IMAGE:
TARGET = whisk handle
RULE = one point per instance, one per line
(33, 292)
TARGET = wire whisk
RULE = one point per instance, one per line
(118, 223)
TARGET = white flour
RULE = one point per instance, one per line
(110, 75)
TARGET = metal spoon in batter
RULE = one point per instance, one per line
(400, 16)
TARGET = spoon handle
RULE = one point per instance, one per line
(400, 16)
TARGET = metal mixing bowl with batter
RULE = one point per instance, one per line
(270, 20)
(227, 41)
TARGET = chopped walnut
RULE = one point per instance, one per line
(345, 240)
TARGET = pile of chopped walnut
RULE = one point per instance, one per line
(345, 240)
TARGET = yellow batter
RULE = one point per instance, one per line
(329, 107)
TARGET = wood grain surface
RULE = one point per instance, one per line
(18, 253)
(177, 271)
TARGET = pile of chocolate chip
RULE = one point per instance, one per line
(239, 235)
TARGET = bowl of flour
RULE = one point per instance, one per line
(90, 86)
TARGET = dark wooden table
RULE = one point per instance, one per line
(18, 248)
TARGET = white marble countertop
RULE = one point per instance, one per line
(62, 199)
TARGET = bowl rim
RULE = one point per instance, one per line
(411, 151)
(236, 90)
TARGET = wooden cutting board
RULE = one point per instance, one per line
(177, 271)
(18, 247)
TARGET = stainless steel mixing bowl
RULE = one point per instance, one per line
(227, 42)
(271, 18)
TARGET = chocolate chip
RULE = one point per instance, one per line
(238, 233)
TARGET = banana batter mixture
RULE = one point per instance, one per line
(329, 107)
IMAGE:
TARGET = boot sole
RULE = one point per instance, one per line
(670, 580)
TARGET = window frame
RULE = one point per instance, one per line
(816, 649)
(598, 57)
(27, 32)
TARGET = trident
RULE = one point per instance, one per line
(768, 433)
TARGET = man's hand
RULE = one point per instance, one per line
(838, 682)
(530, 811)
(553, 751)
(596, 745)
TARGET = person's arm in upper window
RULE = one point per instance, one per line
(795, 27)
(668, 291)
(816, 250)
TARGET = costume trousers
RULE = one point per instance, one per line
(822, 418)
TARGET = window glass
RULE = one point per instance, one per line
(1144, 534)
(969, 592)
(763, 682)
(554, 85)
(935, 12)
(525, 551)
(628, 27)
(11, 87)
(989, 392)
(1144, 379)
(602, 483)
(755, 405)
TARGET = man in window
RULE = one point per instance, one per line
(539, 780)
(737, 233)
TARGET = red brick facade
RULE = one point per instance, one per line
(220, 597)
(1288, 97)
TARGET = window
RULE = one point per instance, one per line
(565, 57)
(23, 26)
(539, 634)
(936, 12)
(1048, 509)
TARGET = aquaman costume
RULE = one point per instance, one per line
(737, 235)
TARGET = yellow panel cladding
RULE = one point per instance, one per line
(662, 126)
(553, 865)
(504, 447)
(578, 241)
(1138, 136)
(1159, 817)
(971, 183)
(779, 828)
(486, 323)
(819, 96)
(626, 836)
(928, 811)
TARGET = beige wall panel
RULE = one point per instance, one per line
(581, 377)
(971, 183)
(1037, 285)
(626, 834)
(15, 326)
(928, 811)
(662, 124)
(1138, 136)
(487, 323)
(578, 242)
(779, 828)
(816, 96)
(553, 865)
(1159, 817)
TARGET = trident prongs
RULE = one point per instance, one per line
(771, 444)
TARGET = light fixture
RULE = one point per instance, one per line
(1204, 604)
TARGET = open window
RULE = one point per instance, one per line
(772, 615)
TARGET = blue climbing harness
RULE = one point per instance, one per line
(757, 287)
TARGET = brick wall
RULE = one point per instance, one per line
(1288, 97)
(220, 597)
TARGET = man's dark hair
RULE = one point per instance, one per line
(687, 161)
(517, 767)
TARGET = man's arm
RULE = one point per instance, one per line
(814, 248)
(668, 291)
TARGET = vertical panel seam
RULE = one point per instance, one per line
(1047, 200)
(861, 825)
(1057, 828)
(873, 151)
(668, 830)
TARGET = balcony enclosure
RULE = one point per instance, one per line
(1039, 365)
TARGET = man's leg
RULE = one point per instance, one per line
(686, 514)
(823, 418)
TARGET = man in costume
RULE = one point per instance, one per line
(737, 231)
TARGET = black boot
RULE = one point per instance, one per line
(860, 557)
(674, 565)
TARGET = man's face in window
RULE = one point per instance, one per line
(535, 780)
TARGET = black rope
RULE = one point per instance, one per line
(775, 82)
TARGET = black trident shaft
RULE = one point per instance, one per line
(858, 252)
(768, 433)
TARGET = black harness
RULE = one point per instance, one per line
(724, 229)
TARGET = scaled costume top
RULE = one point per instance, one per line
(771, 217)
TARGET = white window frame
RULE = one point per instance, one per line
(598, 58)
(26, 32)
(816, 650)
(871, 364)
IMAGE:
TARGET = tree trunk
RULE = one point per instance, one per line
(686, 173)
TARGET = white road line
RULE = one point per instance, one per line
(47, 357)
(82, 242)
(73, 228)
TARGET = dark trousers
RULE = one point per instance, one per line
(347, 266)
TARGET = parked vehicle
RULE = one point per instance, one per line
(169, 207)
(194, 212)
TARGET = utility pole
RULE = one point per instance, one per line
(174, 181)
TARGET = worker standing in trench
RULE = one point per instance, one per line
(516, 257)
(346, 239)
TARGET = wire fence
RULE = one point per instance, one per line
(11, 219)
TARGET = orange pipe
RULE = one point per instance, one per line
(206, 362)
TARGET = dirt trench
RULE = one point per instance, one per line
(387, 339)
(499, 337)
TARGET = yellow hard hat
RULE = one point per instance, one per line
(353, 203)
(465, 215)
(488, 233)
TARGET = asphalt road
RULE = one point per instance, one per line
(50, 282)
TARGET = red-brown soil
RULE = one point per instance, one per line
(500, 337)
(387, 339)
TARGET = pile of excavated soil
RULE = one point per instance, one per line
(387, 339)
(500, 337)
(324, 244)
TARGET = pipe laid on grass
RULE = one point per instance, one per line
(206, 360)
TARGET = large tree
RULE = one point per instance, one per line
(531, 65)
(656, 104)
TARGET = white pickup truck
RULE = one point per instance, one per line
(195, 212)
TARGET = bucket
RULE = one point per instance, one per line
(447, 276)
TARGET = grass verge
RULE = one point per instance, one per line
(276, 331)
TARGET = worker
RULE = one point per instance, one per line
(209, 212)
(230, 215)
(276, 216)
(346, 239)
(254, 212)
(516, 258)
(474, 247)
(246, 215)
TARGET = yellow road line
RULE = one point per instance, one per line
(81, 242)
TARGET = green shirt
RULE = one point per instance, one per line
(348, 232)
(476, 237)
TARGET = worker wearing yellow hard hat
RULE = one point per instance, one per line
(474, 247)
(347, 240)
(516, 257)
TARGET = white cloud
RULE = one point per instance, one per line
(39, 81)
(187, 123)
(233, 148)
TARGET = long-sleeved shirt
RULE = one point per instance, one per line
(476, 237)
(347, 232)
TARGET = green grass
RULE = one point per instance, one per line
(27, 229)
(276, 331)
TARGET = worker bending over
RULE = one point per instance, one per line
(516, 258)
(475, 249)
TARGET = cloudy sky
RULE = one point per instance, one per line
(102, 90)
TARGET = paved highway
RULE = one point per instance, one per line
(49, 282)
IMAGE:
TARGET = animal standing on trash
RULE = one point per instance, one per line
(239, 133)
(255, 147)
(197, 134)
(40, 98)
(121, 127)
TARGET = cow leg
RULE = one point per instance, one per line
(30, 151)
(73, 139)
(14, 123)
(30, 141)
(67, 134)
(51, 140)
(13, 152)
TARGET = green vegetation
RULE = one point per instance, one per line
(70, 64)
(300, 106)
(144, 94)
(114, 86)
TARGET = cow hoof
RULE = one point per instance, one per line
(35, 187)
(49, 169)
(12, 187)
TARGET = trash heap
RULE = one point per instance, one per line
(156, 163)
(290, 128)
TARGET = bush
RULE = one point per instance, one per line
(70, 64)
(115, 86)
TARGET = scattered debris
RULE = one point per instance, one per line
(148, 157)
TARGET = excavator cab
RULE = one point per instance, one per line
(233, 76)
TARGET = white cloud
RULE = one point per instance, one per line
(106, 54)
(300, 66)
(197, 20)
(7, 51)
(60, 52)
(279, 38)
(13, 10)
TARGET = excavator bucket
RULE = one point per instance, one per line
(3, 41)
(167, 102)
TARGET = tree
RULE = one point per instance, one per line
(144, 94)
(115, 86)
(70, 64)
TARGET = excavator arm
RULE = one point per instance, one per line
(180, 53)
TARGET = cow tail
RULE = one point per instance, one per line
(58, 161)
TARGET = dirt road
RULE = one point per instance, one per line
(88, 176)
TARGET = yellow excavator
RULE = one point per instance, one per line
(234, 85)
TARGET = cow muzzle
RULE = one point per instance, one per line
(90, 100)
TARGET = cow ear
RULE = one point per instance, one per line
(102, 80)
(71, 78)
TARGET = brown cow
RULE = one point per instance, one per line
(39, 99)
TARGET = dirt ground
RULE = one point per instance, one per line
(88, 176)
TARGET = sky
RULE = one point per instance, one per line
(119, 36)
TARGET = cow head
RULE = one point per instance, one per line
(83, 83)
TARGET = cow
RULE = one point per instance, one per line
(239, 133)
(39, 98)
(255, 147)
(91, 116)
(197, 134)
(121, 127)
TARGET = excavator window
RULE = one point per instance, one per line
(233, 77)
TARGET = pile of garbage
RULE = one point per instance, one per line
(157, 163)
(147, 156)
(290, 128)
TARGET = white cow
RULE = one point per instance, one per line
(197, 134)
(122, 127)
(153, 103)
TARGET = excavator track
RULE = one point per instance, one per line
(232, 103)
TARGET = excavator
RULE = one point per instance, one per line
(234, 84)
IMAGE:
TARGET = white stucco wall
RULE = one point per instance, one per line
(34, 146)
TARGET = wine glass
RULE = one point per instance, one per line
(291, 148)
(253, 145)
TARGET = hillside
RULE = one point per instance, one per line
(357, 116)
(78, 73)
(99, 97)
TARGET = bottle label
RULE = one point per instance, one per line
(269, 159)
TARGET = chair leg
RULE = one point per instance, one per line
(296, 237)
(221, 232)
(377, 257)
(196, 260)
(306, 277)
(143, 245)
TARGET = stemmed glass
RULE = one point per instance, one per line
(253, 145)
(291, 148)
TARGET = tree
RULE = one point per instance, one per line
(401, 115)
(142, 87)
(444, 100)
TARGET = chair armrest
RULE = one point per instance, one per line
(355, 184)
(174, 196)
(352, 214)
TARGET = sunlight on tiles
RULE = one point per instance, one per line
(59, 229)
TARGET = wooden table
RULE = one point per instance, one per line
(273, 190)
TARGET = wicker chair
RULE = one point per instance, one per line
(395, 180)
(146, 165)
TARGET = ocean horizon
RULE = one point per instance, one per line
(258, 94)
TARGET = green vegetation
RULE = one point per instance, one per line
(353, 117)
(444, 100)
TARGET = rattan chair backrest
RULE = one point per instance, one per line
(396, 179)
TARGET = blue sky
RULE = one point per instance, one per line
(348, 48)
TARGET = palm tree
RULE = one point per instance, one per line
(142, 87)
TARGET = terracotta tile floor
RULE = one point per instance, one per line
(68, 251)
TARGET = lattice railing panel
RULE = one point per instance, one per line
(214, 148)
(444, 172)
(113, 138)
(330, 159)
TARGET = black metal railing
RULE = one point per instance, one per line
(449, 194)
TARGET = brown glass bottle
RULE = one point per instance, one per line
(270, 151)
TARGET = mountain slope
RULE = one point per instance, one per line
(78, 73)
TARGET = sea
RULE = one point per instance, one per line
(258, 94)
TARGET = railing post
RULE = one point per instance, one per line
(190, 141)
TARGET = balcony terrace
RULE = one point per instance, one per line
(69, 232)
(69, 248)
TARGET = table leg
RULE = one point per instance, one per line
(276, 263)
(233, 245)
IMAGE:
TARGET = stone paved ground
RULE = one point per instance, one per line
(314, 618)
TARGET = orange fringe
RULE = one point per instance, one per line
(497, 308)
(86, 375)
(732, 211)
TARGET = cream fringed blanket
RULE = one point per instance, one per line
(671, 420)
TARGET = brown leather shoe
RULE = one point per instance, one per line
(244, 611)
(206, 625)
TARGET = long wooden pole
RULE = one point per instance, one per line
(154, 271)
__________________________________________________
■ Required work: If a line in the records above holds the string "bucket", copy it out.

■ Response area:
TARGET = bucket
TARGET = excavator bucket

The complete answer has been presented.